## What to work on
Exactly the lines from the opening of the records through the line containing "Place a pin on every instance of the black" should be copied, with both included.

## Given information

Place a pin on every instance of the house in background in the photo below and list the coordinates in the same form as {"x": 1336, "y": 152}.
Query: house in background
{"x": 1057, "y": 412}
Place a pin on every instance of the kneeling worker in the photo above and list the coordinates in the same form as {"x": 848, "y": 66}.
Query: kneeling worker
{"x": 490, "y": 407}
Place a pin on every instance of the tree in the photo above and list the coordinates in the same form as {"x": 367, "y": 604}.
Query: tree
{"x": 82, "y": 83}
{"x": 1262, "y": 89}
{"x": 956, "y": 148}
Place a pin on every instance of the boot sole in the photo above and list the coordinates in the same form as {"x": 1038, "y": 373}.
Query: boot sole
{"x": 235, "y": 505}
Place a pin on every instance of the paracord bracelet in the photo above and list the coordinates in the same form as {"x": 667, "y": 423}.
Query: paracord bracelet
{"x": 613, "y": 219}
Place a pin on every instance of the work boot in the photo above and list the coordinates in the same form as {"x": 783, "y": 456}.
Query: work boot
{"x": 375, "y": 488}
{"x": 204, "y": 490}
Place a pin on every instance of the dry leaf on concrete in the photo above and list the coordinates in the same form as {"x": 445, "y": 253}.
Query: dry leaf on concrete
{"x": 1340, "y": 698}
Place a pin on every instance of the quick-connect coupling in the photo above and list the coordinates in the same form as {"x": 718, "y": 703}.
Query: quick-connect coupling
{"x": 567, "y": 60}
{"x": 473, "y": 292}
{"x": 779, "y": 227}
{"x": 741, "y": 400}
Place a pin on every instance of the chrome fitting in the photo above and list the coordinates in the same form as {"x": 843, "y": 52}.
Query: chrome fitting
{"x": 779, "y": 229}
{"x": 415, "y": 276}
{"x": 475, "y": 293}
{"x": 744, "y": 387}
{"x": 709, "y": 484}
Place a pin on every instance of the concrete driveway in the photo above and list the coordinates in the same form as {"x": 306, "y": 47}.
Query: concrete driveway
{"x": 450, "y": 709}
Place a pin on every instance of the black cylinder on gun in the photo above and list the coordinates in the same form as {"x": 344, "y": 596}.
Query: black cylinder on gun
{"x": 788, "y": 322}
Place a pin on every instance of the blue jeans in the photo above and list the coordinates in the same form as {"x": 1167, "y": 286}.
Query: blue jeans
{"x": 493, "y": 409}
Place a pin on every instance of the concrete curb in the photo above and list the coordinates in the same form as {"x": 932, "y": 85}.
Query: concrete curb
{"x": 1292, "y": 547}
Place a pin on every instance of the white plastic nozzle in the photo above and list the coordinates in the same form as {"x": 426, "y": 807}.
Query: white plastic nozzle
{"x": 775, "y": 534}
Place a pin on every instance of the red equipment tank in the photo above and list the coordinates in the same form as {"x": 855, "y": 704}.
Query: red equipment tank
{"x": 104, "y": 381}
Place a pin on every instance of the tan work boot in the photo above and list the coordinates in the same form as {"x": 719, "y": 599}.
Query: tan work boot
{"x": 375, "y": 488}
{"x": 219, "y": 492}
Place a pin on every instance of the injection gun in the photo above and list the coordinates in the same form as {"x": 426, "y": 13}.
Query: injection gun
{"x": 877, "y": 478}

## Exercise solution
Place a pin on every instance of the house in background in the photo below and list the coordinates in the same form as {"x": 1336, "y": 152}.
Query: house in background
{"x": 1057, "y": 412}
Place a pin on every instance of the kneeling worker in the photo above and list the coordinates in the same form as {"x": 848, "y": 66}.
Query: kneeling worker
{"x": 490, "y": 407}
Place a pin on every instance of the tree in the photo above and list the coordinates in the same form as {"x": 367, "y": 604}.
Query: tree
{"x": 82, "y": 83}
{"x": 1262, "y": 89}
{"x": 956, "y": 148}
Place a pin on every instance of the boot sole in the photo above and list the coordinates in the same form as {"x": 1038, "y": 373}.
Query: boot sole
{"x": 235, "y": 505}
Place a pin on every instance of the paracord bracelet in the photo above and list the coordinates in the same form as {"x": 667, "y": 423}.
Query: paracord bracelet
{"x": 613, "y": 219}
Place a pin on every instance of the work boot in the photo above and list the coordinates in the same form as {"x": 783, "y": 456}.
Query: work boot
{"x": 375, "y": 488}
{"x": 204, "y": 490}
Place a pin on every instance of the dry leaf on concrete in the photo above and list the coordinates in the same form as {"x": 445, "y": 253}.
Query: dry leaf on concrete
{"x": 1340, "y": 698}
Place a pin on every instance of the quick-connect coupling in the photo above and list the coordinates in the same form as {"x": 718, "y": 703}.
Query: quick-connect coupling
{"x": 567, "y": 60}
{"x": 473, "y": 292}
{"x": 779, "y": 227}
{"x": 741, "y": 400}
Place a pin on every instance of the chrome fitting in the photo above and list the coordinates in the same form as {"x": 843, "y": 52}.
Query: chrome fitting
{"x": 779, "y": 229}
{"x": 415, "y": 276}
{"x": 475, "y": 293}
{"x": 744, "y": 387}
{"x": 709, "y": 484}
Place a pin on every instance of the concrete driveway in the photo above and list the coordinates in the same form as {"x": 306, "y": 47}.
Query: concrete driveway
{"x": 450, "y": 709}
Place a pin on every instance of the black cylinder on gun in the photo above and list the coordinates in the same form as {"x": 344, "y": 596}.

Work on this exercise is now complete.